● The problem: Only the lines from the one that includes "Could you identify the triangular" through the last line below belong in the reply, copied exactly and without pictures.

Photo-based referring expression data

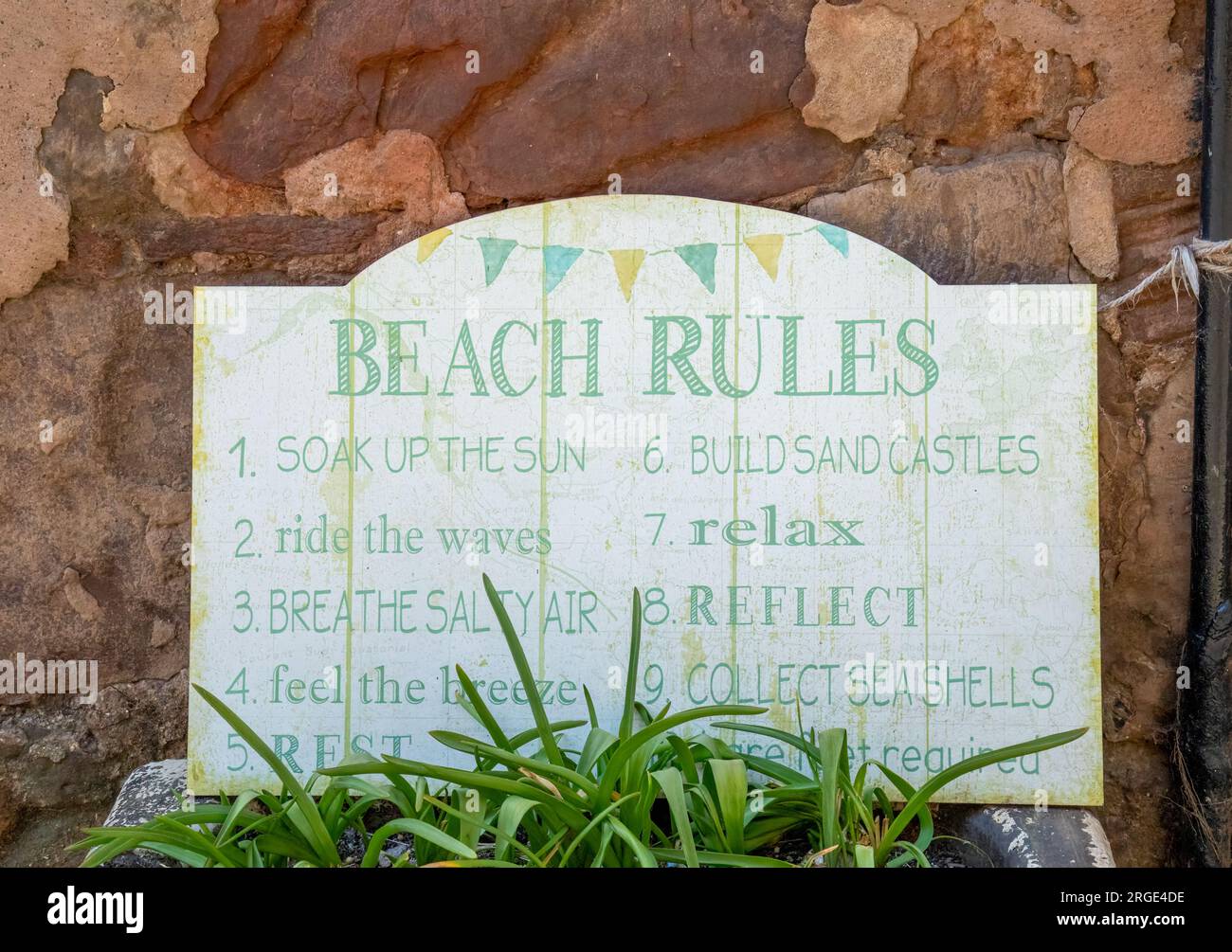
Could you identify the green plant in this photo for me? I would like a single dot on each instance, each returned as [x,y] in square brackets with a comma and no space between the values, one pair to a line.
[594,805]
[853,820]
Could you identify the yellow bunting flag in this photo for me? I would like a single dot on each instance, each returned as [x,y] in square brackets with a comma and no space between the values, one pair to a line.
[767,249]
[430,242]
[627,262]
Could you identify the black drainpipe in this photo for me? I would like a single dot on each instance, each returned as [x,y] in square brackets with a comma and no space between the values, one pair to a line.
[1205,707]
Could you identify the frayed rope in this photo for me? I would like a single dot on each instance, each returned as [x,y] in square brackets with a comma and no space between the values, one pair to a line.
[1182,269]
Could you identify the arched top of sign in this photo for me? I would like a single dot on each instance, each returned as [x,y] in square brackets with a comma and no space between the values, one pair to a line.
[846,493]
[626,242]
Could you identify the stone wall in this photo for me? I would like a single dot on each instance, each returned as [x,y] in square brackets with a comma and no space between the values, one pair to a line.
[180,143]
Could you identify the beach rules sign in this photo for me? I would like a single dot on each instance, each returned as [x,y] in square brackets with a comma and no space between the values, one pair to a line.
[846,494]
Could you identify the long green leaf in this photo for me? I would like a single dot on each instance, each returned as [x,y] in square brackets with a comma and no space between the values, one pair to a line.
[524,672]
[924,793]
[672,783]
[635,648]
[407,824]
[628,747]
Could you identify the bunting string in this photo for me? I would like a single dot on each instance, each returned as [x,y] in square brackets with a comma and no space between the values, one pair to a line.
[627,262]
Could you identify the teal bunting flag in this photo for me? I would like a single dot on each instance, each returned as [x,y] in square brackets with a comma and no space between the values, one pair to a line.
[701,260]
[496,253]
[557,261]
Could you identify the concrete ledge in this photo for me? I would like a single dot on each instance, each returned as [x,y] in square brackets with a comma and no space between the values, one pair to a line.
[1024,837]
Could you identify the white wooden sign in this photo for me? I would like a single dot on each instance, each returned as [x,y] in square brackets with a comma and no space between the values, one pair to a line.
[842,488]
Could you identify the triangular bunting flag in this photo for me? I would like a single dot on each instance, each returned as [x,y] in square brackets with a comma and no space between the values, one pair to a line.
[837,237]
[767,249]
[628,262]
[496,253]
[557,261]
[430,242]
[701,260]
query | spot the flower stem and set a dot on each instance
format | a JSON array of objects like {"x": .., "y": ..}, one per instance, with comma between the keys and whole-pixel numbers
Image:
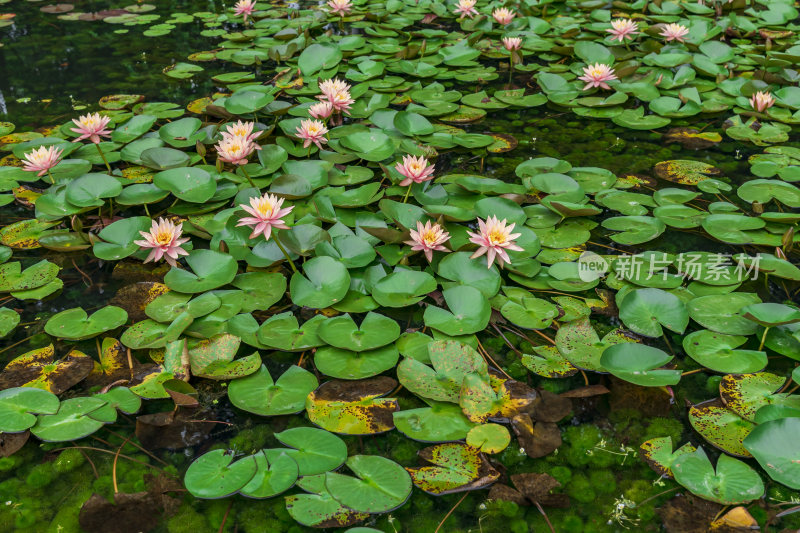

● Solved problem:
Could you identify the triangular bunting flag in this photo for me? I would like a single dot on each instance, each returned as [x,y] in square brackets with a comma and no space between the values, one pair to a line.
[837,237]
[767,249]
[628,262]
[496,253]
[557,261]
[430,242]
[701,260]
query | spot the flower stem and set a dot on each instance
format | a JSON array of objects like {"x": .., "y": ..}, one per instance, with comma between the keys and whole-pixel numbers
Image:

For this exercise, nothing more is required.